◆ Stated problem: Recast the data below as a Markdown table with two columns, Row and Line: number each line in Row, put the line itself in Line, and leave out blank lines.

◆ Data excerpts:
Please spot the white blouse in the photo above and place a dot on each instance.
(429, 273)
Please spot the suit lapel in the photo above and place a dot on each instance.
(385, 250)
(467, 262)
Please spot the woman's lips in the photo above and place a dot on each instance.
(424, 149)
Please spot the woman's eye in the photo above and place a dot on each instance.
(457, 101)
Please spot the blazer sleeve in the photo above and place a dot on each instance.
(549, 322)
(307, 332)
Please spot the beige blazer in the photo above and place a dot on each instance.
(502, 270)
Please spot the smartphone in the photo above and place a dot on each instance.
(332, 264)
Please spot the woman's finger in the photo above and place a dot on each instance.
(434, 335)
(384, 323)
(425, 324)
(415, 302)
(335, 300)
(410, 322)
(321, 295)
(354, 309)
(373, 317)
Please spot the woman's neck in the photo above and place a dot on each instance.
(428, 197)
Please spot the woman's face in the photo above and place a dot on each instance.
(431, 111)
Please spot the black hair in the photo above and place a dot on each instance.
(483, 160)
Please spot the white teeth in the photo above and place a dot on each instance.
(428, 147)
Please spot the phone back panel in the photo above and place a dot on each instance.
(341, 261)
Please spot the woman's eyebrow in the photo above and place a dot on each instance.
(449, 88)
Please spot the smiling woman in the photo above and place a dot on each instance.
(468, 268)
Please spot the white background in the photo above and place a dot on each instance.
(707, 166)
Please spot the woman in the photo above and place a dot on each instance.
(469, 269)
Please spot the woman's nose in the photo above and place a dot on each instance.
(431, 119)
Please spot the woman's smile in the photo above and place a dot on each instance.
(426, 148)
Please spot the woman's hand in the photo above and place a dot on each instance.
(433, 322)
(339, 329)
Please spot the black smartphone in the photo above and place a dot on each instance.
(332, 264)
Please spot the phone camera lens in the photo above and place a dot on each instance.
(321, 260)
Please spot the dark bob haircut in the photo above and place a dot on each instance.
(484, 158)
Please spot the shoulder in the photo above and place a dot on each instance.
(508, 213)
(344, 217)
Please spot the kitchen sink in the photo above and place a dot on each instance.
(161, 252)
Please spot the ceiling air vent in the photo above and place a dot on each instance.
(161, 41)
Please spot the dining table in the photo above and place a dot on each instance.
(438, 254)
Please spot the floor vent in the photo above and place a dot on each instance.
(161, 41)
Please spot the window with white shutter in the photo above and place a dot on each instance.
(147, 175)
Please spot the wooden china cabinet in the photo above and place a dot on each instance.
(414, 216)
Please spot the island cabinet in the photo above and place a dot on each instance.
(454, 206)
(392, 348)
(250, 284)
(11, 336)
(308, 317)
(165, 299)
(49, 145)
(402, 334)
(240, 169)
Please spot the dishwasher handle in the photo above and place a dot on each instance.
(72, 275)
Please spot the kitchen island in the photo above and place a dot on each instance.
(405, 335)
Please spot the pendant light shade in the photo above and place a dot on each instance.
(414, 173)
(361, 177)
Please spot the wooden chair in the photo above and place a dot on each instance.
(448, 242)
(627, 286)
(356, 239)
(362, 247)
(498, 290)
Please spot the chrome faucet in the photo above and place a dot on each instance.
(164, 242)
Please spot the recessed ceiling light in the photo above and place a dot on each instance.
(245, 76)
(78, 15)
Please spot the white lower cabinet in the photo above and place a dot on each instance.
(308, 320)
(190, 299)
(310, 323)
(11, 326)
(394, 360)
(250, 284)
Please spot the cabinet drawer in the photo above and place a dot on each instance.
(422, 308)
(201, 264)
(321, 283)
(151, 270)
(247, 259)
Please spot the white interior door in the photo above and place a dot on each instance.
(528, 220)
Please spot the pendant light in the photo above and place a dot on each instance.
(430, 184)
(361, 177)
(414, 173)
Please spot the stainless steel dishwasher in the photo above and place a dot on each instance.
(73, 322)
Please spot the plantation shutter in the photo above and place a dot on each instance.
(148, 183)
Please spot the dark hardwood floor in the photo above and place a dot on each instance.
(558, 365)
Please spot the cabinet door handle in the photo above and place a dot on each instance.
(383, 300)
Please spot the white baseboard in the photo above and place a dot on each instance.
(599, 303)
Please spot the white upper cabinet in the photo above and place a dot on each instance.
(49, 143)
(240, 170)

◆ The result:
| Row | Line |
|---|---|
| 1 | Please spot the white blouse in the photo above and place a dot on each instance. |
| 2 | (429, 273) |
| 3 | Please spot the suit lapel in the photo above and place a dot on each instance. |
| 4 | (385, 250) |
| 5 | (467, 262) |
| 6 | Please spot the woman's lips in the photo above and place a dot on each instance. |
| 7 | (424, 149) |
| 8 | Please spot the woman's eye in the photo above and place a dot on each instance. |
| 9 | (457, 101) |
| 10 | Please spot the blazer sleeve in the photo above and place a dot on each instance. |
| 11 | (549, 322) |
| 12 | (307, 332) |
| 13 | Please spot the beige blazer in the photo above and place a dot on each instance. |
| 14 | (502, 270) |
| 15 | Please spot the smartphone in the photo above and place a dot on each instance. |
| 16 | (332, 264) |
| 17 | Please spot the woman's finger in the photo above and place a dot on each instance. |
| 18 | (434, 335) |
| 19 | (384, 323) |
| 20 | (425, 324) |
| 21 | (415, 302) |
| 22 | (335, 300) |
| 23 | (410, 322) |
| 24 | (321, 295) |
| 25 | (354, 309) |
| 26 | (373, 317) |
| 27 | Please spot the woman's neck in the photo above and place a dot on each instance. |
| 28 | (428, 197) |
| 29 | Please spot the woman's face in the photo above and place a dot on each instance. |
| 30 | (431, 111) |
| 31 | Please spot the black hair in the photo above and place a dot on each instance. |
| 32 | (483, 160) |
| 33 | Please spot the white teeth in the photo above and place a dot on each instance. |
| 34 | (428, 147) |
| 35 | Please spot the phone back panel in the photo above and place a dot on each instance. |
| 36 | (341, 261) |
| 37 | Please spot the woman's eyebrow in the photo above and place a dot on each instance. |
| 38 | (449, 88) |
| 39 | Please spot the smiling woman in the photo above and place a dot on each instance. |
| 40 | (468, 268) |
| 41 | Please spot the white background in the photo above and place a dot on each instance. |
| 42 | (707, 166) |
| 43 | Please spot the woman in the photo above and place a dot on each instance. |
| 44 | (469, 269) |
| 45 | Please spot the woman's nose in the photo above and place a dot on each instance. |
| 46 | (431, 119) |
| 47 | Please spot the woman's smile in the photo above and place a dot on each instance. |
| 48 | (426, 148) |
| 49 | Please spot the woman's hand in the photo above and place a dot on each instance. |
| 50 | (433, 322) |
| 51 | (339, 329) |
| 52 | Please spot the black smartphone in the photo above and place a dot on each instance. |
| 53 | (332, 264) |
| 54 | Please spot the phone camera lens in the photo above and place a dot on each instance. |
| 55 | (321, 260) |
| 56 | Please spot the dark bob haircut in the photo above and place a dot on each instance. |
| 57 | (484, 158) |
| 58 | Please spot the shoulder in the photo above and place a dot on each instance. |
| 59 | (508, 213) |
| 60 | (344, 217) |
| 61 | Please spot the kitchen sink in the photo above and place a dot on each instance. |
| 62 | (161, 252) |
| 63 | Please spot the ceiling air vent in the photo above and place a dot on each instance. |
| 64 | (161, 41) |
| 65 | Please spot the dining table in the photo above and place a dot on each instance. |
| 66 | (438, 254) |
| 67 | Please spot the floor vent in the photo above and place a dot on each instance. |
| 68 | (161, 41) |
| 69 | Please spot the window with white shutter in the photo above and place a dot on each instance. |
| 70 | (147, 175) |
| 71 | Please spot the wooden china cabinet in the photo above and place a dot on each instance. |
| 72 | (414, 216) |
| 73 | Please spot the island cabinet in the photo above and place a dot on each instance. |
| 74 | (454, 206) |
| 75 | (392, 348) |
| 76 | (250, 284) |
| 77 | (11, 336) |
| 78 | (308, 317) |
| 79 | (165, 299) |
| 80 | (49, 145) |
| 81 | (402, 334) |
| 82 | (240, 169) |
| 83 | Please spot the dishwasher handle in the photo above and place a dot on each instance. |
| 84 | (72, 275) |
| 85 | Please spot the kitchen island in the photo above and place a dot on each instance. |
| 86 | (405, 335) |
| 87 | Please spot the pendant light shade in the photo above and place a dot on each instance. |
| 88 | (414, 173) |
| 89 | (361, 177) |
| 90 | Please spot the wooden chair in the photo above and place a dot on each instance. |
| 91 | (448, 242) |
| 92 | (627, 286) |
| 93 | (356, 239) |
| 94 | (362, 247) |
| 95 | (498, 290) |
| 96 | Please spot the chrome faucet in the photo above and place a dot on each instance. |
| 97 | (164, 242) |
| 98 | Please spot the recessed ceiling light in the photo above and place a dot on each instance. |
| 99 | (245, 76) |
| 100 | (78, 15) |
| 101 | Please spot the white lower cabinet in the photo above and place a dot on each instance. |
| 102 | (308, 320) |
| 103 | (190, 299) |
| 104 | (310, 323) |
| 105 | (11, 326) |
| 106 | (394, 360) |
| 107 | (250, 284) |
| 108 | Please spot the cabinet drawer in the photo above and place a dot on each instance. |
| 109 | (422, 308) |
| 110 | (201, 264) |
| 111 | (321, 283) |
| 112 | (151, 270) |
| 113 | (247, 259) |
| 114 | Please spot the white interior door in the photo above and place a dot on each instance. |
| 115 | (528, 220) |
| 116 | Please spot the pendant light in the photo above and place a dot on each instance. |
| 117 | (430, 184) |
| 118 | (361, 177) |
| 119 | (414, 173) |
| 120 | Please spot the stainless steel dishwasher in the photo above and place a dot on each instance. |
| 121 | (73, 322) |
| 122 | Please spot the plantation shutter in the photo above and place a dot on each instance. |
| 123 | (148, 183) |
| 124 | Please spot the dark hardwood floor in the photo above and place a dot on each instance. |
| 125 | (558, 365) |
| 126 | Please spot the cabinet door handle in the photo above and place a dot on each instance. |
| 127 | (383, 300) |
| 128 | Please spot the white baseboard in the photo above and place a dot on each instance. |
| 129 | (599, 303) |
| 130 | Please spot the white upper cabinet in the photo above and place a dot on each instance. |
| 131 | (49, 143) |
| 132 | (240, 170) |